# Actions to take
1 - In the support-vector machine lecture script, what are the data points that lie on the two parallel hyperplanes called?
2 - Resume the support-vector machine lecture script after its final sentence and continue it.

# Text segment
* Begin *

This post is the presented script of the lecture given on 2020-09-11, which introduces the basics of support-vector machines and its practice.

本文为 2020-09-11 所做讲座的文稿，介绍了支持向量机的基础知识与应用实践。

## 1 Basics / 基础知识

### 1.1 Concepts / 基本概念

In machine learning, support-vector machines are **supervised learning** models with associated learning algorithms that analyse data used for **classification** and **regression analysis**.

The **support-vector clustering** algorithm is used to categorize unlabelled data.

Clustering is unsupervised learning.

A **linear classifier** (线性分类器) separates $p$-dimensional vectors (data points) with a $(p-1)$-dimensional hyperplane.

A **hyperplane** (超平面) is a subspace whose dimension is one less than of its ambient space. If a space is 3-dimensional then its hyperplanes are the 2-dimensional planes, while if the space is 2-dimensional, its hyperplanes are the 1-dimensional lines.

An **ambient space** (环绕空间) is the space surrounding a mathematical object, along with the object itself. For example, a 1-dimensional line ($l$) may be studied in isolation, in which case the ambient space of $l$ is $l$; or it may be studied as an object embedded in 2-dimensional Euclidean space ($\mathbb{R}^{2}$), in which case the ambient space of $l$ is $\mathbb{R}^{2}$; or as an object embedded in 2-dimensional hyperbolic space ($\mathbb{H}^{2}$), in which case the ambient space of $l$ is $\mathbb{H}^{2}$. Consider the statement “parallel lines never intersect”, this is true if the ambient space is $\mathbb{R}^{2}$, but false if the ambient space is $\mathbb{H}^{2}$.

The **margin** of a single data point is defined to be the distance from the data point to a decision boundary (决策边界). One reasonable choice as the best hyperplane is the one that represents the largest margin between two classes.

More formally, a support-vector machine constructs a hyperplane or set of hyperplanes in a high-dimensional space, which can be used for classification, regression, or other tasks like outlier detection. Intuitively, a good separation is achieved by the hyperplane that has the largest distance to the nearest training data point of any class, since in general the larger the margin, the lower the generalization error of the classifier.

A support-vector machine is a maximum-margin hyperplane classifier.

### 1.2 Linear SVM / 线性支持向量机

**Hard-margin**: If the training data is linearly separable, we can select two parallel hyperplanes that separate the two classes of data, so that the distance between them is as large as possible. The region bounded by these two hyperplanes is called the “margin”, and the maximum-margin hyperplane is the one that lies halfway between them.

Note that the maximum-margin hyperplane is completely determined by the data points (vectors) on the two parallel hyperplanes. These vectors are called *support vectors*.

**Soft-margin**: If the training data is not linearly separable, introduce hinge loss function.

### 1.3 Nonlinear classifier / 非线性分类器

Whereas the original problem may be stated in a finite-dimensional space, it often happens that the sets to discriminate are not linearly separable in that space. For this reason, it was proposed that the original finite-dimensional space be mapped into a much higher-dimensional space, presumably making the separation easier in that space.

* End *

# Data entries
* Begin *

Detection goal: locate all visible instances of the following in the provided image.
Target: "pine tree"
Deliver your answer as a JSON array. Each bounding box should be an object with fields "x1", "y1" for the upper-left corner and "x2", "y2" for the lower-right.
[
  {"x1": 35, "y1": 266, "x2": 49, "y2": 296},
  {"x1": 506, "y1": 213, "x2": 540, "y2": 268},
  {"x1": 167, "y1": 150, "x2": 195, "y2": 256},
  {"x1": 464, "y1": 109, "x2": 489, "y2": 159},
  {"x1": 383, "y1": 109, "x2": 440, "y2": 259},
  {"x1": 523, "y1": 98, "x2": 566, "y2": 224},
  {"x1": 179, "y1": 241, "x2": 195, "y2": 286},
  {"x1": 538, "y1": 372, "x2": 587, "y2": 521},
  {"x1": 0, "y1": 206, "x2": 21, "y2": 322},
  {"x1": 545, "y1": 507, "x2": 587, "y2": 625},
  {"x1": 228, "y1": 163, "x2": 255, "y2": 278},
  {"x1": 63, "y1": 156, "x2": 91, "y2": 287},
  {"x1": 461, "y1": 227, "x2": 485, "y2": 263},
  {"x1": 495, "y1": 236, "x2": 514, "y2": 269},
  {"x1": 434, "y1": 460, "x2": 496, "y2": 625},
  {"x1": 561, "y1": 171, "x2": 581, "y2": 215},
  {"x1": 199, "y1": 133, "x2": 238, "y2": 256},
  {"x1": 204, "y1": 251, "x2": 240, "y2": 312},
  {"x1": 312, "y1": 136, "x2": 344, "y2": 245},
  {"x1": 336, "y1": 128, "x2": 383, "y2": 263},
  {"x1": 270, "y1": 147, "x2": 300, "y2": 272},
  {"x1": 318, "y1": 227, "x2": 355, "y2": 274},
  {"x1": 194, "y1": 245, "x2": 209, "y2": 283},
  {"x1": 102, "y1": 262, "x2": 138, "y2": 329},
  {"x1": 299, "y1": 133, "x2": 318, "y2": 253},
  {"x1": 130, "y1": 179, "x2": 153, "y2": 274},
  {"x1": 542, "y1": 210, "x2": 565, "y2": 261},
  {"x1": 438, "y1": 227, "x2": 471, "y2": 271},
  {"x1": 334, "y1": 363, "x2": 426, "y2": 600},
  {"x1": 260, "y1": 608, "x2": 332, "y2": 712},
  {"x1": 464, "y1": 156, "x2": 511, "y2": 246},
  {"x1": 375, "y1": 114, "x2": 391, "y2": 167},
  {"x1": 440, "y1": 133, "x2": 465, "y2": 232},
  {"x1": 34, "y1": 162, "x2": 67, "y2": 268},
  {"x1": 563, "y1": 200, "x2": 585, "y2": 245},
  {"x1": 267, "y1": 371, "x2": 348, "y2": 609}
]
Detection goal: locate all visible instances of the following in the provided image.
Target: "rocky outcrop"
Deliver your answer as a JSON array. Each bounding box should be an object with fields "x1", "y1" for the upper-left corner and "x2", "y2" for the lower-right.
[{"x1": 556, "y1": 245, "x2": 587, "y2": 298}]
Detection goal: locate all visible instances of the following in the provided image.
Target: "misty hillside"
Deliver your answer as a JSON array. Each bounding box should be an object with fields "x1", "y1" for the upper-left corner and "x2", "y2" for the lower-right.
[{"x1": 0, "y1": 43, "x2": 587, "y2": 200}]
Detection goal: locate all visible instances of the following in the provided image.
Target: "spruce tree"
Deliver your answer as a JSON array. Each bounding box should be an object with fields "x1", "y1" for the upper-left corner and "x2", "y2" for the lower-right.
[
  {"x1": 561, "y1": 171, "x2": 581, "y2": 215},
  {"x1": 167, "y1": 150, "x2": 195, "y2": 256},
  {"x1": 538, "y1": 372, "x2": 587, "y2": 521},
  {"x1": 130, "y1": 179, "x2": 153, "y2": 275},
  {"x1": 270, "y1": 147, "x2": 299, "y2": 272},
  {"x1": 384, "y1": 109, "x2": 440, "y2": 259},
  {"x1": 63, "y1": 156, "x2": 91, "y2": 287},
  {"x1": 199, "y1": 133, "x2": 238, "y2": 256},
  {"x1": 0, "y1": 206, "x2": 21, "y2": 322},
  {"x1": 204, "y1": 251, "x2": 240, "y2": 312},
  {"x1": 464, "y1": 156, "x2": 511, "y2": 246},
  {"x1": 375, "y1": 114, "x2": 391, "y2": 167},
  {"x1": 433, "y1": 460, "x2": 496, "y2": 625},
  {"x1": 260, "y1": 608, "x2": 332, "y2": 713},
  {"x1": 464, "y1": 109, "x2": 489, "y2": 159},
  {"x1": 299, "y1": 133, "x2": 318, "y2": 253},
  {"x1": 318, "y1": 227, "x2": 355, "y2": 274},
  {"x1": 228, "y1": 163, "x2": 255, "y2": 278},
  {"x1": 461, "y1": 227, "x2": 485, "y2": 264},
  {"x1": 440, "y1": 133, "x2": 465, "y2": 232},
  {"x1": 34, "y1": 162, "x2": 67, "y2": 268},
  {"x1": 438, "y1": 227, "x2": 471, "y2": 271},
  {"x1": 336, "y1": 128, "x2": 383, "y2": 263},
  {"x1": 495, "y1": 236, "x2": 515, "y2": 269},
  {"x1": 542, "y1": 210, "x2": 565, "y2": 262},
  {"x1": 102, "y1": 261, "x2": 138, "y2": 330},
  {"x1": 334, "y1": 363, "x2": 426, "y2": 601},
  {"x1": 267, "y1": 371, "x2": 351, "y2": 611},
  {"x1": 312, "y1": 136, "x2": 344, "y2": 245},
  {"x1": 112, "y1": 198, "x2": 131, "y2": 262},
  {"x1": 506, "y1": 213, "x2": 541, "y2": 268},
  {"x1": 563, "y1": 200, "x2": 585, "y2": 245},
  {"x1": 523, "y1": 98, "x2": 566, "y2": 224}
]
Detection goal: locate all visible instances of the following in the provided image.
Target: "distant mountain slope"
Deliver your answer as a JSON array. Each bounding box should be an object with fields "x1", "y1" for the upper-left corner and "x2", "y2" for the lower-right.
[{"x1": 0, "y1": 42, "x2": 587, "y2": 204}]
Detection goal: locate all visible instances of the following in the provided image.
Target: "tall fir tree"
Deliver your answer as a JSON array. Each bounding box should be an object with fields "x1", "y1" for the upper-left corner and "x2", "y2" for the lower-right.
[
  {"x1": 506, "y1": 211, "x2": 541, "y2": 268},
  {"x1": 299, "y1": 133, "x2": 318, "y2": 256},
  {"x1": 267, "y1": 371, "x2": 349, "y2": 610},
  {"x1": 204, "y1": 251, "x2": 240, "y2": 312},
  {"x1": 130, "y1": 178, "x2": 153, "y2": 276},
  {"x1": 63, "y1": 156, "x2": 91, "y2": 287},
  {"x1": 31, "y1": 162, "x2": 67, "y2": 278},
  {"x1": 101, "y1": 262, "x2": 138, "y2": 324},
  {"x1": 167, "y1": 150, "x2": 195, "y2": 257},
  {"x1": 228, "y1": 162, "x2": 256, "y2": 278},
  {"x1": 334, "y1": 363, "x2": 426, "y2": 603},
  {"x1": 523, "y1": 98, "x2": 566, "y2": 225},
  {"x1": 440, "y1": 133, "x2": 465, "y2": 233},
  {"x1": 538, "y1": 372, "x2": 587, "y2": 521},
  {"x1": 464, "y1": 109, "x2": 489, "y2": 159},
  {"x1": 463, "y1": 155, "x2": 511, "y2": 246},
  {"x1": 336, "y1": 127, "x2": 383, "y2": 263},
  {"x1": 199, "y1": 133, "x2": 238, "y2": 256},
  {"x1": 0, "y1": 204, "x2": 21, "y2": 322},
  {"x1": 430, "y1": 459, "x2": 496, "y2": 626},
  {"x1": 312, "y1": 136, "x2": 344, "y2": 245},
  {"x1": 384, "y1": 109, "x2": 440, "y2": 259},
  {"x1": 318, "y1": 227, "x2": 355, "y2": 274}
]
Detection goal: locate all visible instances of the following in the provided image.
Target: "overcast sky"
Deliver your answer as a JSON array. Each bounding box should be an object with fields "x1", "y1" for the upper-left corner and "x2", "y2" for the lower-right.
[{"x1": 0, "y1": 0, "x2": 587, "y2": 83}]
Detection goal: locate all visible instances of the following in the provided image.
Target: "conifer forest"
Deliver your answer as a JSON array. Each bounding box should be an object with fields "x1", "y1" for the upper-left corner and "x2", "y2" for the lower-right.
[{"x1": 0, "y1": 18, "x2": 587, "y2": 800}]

* End *

# Exercise answers
1 - Support vectors.

2 -
Some common kernels:

- Linear: $k(\vec{x_i}, \vec{x_j})=x_i^T x_j$
- Polynomial (homogeneous): $k(\vec{x_i}, \vec{x_j})=(\vec{x_i} \cdot \vec{x_j})^d$
- Polynomial (inhomogeneous)
- Gaussian radial basis function (RBF): $k(\vec{x_i}, \vec{x_j})=\exp(-\gamma |\vec{x_i}-\vec{x_j}|^2)$ for $\gamma >0$, sometimes parametrized using $\gamma =1/(2\sigma^2)$.
- Hyperbolic tangent

### 1.4 Parameter selection / 参数的选择

The effectiveness of SVM depends on the selection of kernel, the kernel’s parameters, and soft margin parameter $C$. A common choice is a Gaussian kernel (RBF kernel), which has a single parameter $\gamma$. The best combination of $C$ and $\gamma$ is often selected by a grid search with exponentially growing sequences of $C$ and $\gamma$, for example, $C \in {2^{-5}, 2^{-3}, \ldots, 2^{13}, 2^{15}}$; $\gamma \in {2^{-15}, 2^{-13}, \ldots, 2^{1}, 2^{3}}$. Typically, each combination of parameter choices is checked using cross validation, and the parameters with the best cross-validation accuracy are picked.

Parameters illustrated: SVC Parameters When Using RBF Kernel (scikit-learn)

The goal of **cross-validation** is to test the model’s ability to predict new data that was not used in estimating it, in order to flag problems like overfitting or selection bias.

One round of cross-validation involves partitioning a sample of data into complementary subsets, performing the analysis on one subset (training set), and validating the analysis on the other subset (validation set or testing set).

### 1.5 Extensions / 扩展概念

Support-vector clustering (SVC)

Multiclass SVM

Support-vector regression (SVR)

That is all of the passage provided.